— GIVEN EXERCISE 1 —
In the rows below, write out again the stretch from the line containing "Annotation task — tag the white" through the end of the rows, requests included, and give only those lines. Scale every point coordinate in the answers by 1.35 and round each to a whole number, with halves rounded up.

— TEXT SEGMENT —
********

RPC Frameworks: gRPC vs Thrift vs RPyC for python
28 Jul 2018Introduction
The year was 2015. I was writing a bunch of ML training scripts as well as several production scripts. They all needed financial data. Data was spread across multiple tables and multiple datastores. Intraday market data was stored differently in a cassandra cluster, while the daily/monthly data was in a MySQL database. Similarly, different types of securities (Future, Option, Stock etc.) were stored in different locations.
So, I decided to make a data library that I can use in my scripts. This data library turned out to be quite popular with my team. It had all the things we needed at that point:
- A single interface for all data types - Futures, Stocks, ETFs, Currencies, Indexes, and Funds from different exchanges.
- Easy to use interface.
- Flexible in terms of the data intervals supported. It worked flawlessly for interday, daily and monthly time periods.
- It could be used for both live ingestion/consumption as well as historical data requirements.
- It was easy to support a new type of data - for example, macroeconomic indicators.
However, it had some fatal flaws that I could not foresee at that point. Over time, the number of production scripts relying on this library grew exponentially. Our data library directly called database queries.
- Changing anything in the database would break existing production processes. So, there was no way of changing the database without incurring downtime.
- Additionally, rapidly increasing production processes caused a strain on the database. Because the database access was finely ingrained into the rest of the codebase, it was not possible to optimize or load balance properly.
About a year ago, I was asked if we should convert that library to a service. I brushed it away - not realizing the problems I was going to face in the next year. To be fair, I didn’t fully understand the services or microservices at that point - that made me skeptical of its use for something like data fetching. I was still convinced the flexibility and rapid changes would only come from having that code as a library.
But, I finally started taking another look at services a few days ago.
I looked at gRPC
, Thrift
and RPyC
over the past few days. I am summarizing my initial findings in this post. Because I mostly use python for everything, I am approaching these frameworks from that point of view.

********

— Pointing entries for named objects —
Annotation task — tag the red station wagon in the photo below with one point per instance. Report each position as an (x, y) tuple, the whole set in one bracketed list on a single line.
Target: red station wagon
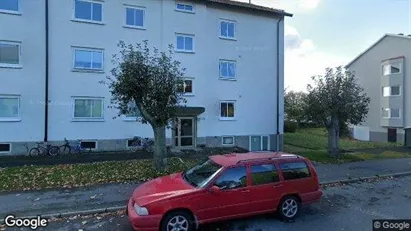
[(225, 187)]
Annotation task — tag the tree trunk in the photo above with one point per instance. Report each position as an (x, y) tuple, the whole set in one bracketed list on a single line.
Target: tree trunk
[(334, 138), (160, 149)]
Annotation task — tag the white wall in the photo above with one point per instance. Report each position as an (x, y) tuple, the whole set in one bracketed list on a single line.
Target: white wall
[(254, 50), (28, 81)]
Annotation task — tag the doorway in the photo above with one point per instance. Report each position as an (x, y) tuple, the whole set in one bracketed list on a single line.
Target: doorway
[(184, 132), (392, 135)]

********

— GIVEN EXERCISE 2 —
Restate word for word the stretch of the RPC frameworks post from "However, it had" through "without incurring downtime.".

— TASK RESPONSE 1 —
Annotation task — tag the white wall in the photo above with one point per instance. Report each position as an (x, y) tuple, the whole set in one bracketed list on a single line.
Target: white wall
[(343, 68), (38, 109)]
Annotation task — tag the doorway in the photo above with one point per instance. Report each position as an (x, y) tuple, the whole set in one bracketed list on a single line.
Target: doorway
[(248, 178), (529, 182)]

— TASK RESPONSE 2 —
However, it had some fatal flaws that I could not foresee at that point. Over time, the number of production scripts relying on this library grew exponentially. Our data library directly called database queries.
- Changing anything in the database would break existing production processes. So, there was no way of changing the database without incurring downtime.